▸ What to do: The records below must be duplicated exactly, character for character.

▸ Supplied data:
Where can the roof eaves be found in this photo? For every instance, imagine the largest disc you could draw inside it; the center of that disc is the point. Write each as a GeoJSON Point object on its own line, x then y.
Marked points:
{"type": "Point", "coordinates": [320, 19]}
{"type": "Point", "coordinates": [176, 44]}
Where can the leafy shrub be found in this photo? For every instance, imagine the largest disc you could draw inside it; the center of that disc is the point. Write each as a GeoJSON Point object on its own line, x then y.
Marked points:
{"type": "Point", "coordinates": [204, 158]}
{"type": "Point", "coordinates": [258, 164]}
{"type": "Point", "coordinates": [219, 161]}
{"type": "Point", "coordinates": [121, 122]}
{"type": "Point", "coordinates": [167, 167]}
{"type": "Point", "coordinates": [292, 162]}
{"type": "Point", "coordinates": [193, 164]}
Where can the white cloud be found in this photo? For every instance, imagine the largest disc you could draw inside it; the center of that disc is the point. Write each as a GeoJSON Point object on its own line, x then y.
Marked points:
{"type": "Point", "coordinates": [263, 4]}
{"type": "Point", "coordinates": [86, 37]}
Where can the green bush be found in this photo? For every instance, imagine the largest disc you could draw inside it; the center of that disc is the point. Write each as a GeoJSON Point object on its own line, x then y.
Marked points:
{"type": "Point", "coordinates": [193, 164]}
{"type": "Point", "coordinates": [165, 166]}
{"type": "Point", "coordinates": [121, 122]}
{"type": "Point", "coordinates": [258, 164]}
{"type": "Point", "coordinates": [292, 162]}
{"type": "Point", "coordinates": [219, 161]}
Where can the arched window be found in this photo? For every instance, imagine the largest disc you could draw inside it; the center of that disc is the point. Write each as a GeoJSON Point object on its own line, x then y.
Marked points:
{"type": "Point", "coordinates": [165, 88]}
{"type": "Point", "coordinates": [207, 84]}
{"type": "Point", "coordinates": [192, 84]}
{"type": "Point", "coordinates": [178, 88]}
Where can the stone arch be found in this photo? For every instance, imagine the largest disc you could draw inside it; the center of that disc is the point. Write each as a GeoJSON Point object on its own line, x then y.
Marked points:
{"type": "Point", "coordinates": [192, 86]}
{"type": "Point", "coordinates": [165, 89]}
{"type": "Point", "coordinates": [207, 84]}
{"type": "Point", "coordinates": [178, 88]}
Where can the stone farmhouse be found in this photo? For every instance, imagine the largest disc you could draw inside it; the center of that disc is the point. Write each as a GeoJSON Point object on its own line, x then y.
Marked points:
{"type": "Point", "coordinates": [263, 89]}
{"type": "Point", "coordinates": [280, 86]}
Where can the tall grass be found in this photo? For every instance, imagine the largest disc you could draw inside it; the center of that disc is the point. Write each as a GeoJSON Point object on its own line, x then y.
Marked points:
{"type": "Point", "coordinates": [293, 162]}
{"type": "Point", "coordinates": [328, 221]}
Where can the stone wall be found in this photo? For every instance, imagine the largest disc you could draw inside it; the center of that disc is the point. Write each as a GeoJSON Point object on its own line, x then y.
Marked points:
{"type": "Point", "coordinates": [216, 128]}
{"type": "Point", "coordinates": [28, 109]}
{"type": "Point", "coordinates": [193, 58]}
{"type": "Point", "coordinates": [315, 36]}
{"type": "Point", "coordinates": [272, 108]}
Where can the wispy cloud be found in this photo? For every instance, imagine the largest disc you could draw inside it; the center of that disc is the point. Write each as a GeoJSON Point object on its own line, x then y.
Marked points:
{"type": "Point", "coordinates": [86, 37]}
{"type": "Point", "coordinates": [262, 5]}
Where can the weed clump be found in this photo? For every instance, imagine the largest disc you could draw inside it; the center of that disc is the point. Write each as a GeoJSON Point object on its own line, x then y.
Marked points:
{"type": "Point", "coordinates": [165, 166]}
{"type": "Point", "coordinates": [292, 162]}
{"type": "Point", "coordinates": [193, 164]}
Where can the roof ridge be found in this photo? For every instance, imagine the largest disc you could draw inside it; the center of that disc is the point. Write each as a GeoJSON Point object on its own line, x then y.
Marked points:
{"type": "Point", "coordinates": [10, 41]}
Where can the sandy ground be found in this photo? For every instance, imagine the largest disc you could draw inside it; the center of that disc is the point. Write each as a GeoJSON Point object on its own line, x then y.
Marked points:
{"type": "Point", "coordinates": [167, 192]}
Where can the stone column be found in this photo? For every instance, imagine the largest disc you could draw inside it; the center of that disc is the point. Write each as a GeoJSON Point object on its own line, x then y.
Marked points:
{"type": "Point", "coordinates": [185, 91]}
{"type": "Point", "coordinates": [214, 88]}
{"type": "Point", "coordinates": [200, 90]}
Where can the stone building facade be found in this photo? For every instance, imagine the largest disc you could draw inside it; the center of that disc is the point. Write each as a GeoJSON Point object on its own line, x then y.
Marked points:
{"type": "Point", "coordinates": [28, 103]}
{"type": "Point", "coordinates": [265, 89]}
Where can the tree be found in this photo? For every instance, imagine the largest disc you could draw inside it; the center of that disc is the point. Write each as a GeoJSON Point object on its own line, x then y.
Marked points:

▸ Solution to this problem:
Where can the roof eaves be found in this photo? For every instance, imagine the largest disc you could draw inside it; the center of that disc is the point. Write each as a GeoJSON Point object on its own line, x then y.
Marked points:
{"type": "Point", "coordinates": [320, 19]}
{"type": "Point", "coordinates": [176, 44]}
Where can the leafy shrub be found in this photo? For every instance, imagine the largest disc you could draw inside it; the center of that disc is the point. Write each as a GeoJSON Point object on its own line, x then y.
Marked points:
{"type": "Point", "coordinates": [204, 158]}
{"type": "Point", "coordinates": [258, 164]}
{"type": "Point", "coordinates": [219, 161]}
{"type": "Point", "coordinates": [121, 122]}
{"type": "Point", "coordinates": [167, 167]}
{"type": "Point", "coordinates": [292, 162]}
{"type": "Point", "coordinates": [193, 164]}
Where can the white cloud be found in this photo? For every instance, imagine the largest disc you could draw inside it; the center of that disc is the point. Write each as a GeoJSON Point object on its own line, x then y.
Marked points:
{"type": "Point", "coordinates": [263, 4]}
{"type": "Point", "coordinates": [86, 37]}
Where can the green bush be found in this photo? For every instance, imagine the largest disc you could draw inside it; the center of that disc is the point. Write each as a GeoJSON Point object on its own line, x then y.
Marked points:
{"type": "Point", "coordinates": [193, 164]}
{"type": "Point", "coordinates": [165, 166]}
{"type": "Point", "coordinates": [121, 122]}
{"type": "Point", "coordinates": [258, 164]}
{"type": "Point", "coordinates": [292, 162]}
{"type": "Point", "coordinates": [219, 161]}
Where can the arched window be found in this photo? For every instance, imagine the largest disc you could draw inside it; the center of that disc is the point. Write each as a GeoJSON Point object on its own line, x then y.
Marked points:
{"type": "Point", "coordinates": [165, 88]}
{"type": "Point", "coordinates": [207, 84]}
{"type": "Point", "coordinates": [192, 84]}
{"type": "Point", "coordinates": [178, 88]}
Where can the stone arch be found in this photo? For every instance, imagine the largest disc you could draw inside it; the center of that disc is the point. Write each as a GeoJSON Point object on its own line, x then y.
Marked points:
{"type": "Point", "coordinates": [192, 86]}
{"type": "Point", "coordinates": [165, 89]}
{"type": "Point", "coordinates": [207, 84]}
{"type": "Point", "coordinates": [178, 88]}
Where can the stone farmhouse be found in this photo? For every instance, imagine the largest disc you could draw inside it; the center of that disc is the point. Write each as a GeoJSON Point object on its own line, x then y.
Marked points:
{"type": "Point", "coordinates": [263, 89]}
{"type": "Point", "coordinates": [280, 86]}
Where can the tall grass be found in this photo? For every instance, imagine the largest disc you could draw inside it; the center of that disc is the point. Write each as a GeoJSON Point object on its own line, x then y.
Marked points:
{"type": "Point", "coordinates": [293, 162]}
{"type": "Point", "coordinates": [328, 221]}
Where can the stone wall be found in this photo? For every instance, imagine the largest disc you could draw inside it; the center of that disc is the point. Write each as a GeoJSON Point object on its own line, x then y.
Marked points:
{"type": "Point", "coordinates": [216, 128]}
{"type": "Point", "coordinates": [28, 109]}
{"type": "Point", "coordinates": [193, 58]}
{"type": "Point", "coordinates": [315, 36]}
{"type": "Point", "coordinates": [272, 108]}
Where can the wispy cloud be found in this photo? For every instance, imagine the largest disc you could draw inside it; the center of that disc is the point. Write each as a GeoJSON Point object on its own line, x then y.
Marked points:
{"type": "Point", "coordinates": [86, 37]}
{"type": "Point", "coordinates": [262, 5]}
Where can the weed clump be found in this photo? For every instance, imagine the largest disc you could draw inside it; the center of that disc is the point. Write each as a GeoJSON Point object on its own line, x then y.
Marked points:
{"type": "Point", "coordinates": [165, 166]}
{"type": "Point", "coordinates": [292, 162]}
{"type": "Point", "coordinates": [193, 164]}
Where can the roof ridge be found in this photo? For every instance, imagine the largest disc you could draw inside it; the center of that disc is the point. Write each as a GeoJSON Point object on its own line, x then y.
Marked points:
{"type": "Point", "coordinates": [10, 41]}
Where can the sandy ground be found in this photo? For every instance, imagine the largest disc you could draw inside it; the center of that disc is the point. Write each as a GeoJSON Point object on its own line, x then y.
Marked points:
{"type": "Point", "coordinates": [167, 192]}
Where can the stone column be found in this photo? For every instance, imagine the largest disc you could draw inside it; the center of that disc is the point. Write each as a GeoJSON Point object on its own line, x then y.
Marked points:
{"type": "Point", "coordinates": [185, 91]}
{"type": "Point", "coordinates": [214, 88]}
{"type": "Point", "coordinates": [200, 90]}
Where can the stone building facade be found in this photo? For every instance, imagine the largest disc you could draw inside it; the center of that disc is the point. Write each as a GeoJSON Point object on its own line, x then y.
Marked points:
{"type": "Point", "coordinates": [28, 103]}
{"type": "Point", "coordinates": [265, 89]}
Where can the tree be found in this photo? For every instance, imagine the largest disc you could draw inside it; the center of that disc is the point. Write each as a GeoJSON Point object on its own line, x then y.
Marked points:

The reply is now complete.